* **EXERCISE TASK**:
How many lines in the entries below contain the string "shoe"? Reply with the number alone.

* **Entries contained in a dataset**:
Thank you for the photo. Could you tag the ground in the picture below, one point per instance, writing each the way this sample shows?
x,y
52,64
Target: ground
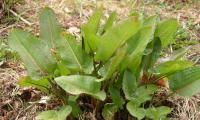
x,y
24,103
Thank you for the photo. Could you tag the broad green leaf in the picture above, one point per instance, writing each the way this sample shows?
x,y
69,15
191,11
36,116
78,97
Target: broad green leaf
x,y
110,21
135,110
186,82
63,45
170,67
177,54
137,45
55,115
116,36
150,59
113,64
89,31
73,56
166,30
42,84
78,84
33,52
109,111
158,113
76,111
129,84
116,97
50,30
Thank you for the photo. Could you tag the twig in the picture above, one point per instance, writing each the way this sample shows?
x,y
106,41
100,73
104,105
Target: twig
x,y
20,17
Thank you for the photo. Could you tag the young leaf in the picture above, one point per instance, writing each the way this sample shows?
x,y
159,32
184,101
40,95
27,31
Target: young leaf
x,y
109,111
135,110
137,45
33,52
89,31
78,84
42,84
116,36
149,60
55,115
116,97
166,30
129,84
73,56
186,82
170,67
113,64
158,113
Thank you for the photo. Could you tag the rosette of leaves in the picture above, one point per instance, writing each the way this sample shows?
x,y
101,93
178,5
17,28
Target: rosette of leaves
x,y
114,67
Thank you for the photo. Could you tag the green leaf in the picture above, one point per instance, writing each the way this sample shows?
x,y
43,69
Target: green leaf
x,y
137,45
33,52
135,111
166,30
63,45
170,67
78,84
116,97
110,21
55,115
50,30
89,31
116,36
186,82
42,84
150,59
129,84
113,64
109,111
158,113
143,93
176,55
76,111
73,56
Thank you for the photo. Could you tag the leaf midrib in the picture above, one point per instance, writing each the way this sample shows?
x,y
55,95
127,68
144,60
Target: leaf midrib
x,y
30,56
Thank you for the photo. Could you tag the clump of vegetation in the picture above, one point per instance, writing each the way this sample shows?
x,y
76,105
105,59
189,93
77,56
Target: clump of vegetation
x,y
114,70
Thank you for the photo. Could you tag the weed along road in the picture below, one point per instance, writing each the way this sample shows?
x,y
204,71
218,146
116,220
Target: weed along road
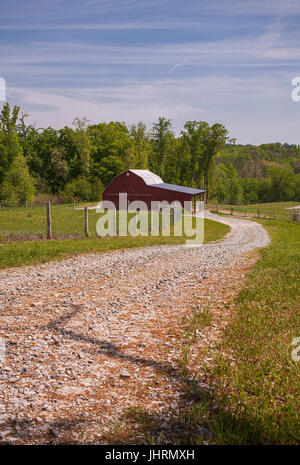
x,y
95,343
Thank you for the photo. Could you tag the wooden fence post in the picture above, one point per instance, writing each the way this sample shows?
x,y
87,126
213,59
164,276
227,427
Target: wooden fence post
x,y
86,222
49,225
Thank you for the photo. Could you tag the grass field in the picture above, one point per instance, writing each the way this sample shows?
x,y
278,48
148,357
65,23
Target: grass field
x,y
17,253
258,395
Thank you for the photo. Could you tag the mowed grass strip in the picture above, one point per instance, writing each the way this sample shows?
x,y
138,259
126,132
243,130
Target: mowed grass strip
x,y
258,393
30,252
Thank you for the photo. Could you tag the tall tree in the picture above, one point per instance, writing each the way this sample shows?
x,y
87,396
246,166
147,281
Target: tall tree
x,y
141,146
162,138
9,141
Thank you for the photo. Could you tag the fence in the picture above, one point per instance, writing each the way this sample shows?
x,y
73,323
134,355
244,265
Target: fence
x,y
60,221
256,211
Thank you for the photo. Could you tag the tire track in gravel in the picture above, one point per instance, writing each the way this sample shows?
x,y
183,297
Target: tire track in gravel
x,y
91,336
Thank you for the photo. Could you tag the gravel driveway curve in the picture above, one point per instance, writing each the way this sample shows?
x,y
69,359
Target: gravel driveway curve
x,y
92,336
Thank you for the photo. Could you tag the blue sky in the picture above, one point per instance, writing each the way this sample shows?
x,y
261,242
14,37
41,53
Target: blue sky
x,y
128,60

* * *

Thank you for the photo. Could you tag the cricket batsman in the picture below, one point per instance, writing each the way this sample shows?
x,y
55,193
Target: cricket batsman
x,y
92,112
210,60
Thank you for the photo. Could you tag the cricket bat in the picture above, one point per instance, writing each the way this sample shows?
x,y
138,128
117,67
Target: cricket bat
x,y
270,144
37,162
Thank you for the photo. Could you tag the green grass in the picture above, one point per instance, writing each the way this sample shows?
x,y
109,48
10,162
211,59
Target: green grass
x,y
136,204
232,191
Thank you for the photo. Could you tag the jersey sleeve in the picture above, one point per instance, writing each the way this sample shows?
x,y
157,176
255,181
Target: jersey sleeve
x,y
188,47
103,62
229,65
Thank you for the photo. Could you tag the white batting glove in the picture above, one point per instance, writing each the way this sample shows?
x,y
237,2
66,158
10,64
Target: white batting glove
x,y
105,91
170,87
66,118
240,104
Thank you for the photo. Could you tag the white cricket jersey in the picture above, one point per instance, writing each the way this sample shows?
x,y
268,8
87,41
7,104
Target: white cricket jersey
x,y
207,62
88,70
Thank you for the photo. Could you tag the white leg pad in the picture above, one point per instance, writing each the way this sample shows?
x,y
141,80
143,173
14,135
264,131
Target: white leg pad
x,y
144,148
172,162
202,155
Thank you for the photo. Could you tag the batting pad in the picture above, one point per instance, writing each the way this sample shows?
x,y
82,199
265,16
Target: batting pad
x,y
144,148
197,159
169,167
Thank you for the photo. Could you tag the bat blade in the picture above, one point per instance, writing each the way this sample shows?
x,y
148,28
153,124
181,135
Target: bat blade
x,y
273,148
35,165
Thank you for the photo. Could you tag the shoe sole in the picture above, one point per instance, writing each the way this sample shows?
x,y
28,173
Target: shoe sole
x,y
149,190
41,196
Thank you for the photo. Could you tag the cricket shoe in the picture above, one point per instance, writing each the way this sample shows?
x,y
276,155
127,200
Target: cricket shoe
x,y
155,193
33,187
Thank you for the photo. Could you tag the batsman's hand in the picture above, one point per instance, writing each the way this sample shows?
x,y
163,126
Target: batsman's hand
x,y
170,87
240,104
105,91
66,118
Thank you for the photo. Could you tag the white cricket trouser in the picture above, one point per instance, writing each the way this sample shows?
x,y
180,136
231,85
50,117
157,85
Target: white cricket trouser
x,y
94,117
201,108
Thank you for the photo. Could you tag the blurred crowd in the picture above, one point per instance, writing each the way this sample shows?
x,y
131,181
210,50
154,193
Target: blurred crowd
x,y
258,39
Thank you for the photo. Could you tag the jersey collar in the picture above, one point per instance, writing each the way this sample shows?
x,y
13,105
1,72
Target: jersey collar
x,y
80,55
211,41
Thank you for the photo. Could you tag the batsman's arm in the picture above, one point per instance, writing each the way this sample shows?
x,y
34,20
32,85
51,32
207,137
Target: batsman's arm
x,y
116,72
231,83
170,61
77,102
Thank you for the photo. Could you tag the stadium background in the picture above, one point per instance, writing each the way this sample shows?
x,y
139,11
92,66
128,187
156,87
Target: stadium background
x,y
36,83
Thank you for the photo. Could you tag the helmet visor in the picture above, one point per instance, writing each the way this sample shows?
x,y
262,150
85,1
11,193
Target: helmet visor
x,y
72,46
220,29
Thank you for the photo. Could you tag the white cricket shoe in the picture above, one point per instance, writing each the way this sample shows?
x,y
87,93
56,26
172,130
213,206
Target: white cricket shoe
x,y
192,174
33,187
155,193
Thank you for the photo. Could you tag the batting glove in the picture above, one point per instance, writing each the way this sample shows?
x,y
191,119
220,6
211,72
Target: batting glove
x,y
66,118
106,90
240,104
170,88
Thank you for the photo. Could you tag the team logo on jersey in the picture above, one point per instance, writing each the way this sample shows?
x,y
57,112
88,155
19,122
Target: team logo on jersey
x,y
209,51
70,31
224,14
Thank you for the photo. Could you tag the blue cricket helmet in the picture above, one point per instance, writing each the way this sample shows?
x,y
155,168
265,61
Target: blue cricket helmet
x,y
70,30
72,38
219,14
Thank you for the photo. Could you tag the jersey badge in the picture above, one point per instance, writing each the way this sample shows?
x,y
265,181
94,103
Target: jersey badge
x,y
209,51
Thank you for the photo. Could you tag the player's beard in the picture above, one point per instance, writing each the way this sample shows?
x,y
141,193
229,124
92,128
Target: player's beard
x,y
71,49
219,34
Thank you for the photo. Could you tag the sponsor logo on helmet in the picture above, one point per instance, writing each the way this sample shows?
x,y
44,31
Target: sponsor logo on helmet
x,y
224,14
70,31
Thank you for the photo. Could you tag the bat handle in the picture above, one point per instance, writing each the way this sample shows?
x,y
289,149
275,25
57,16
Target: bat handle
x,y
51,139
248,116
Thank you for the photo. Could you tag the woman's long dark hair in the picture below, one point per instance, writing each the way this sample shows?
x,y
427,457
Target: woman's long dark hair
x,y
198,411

* **RESPONSE TO THIS TASK**:
6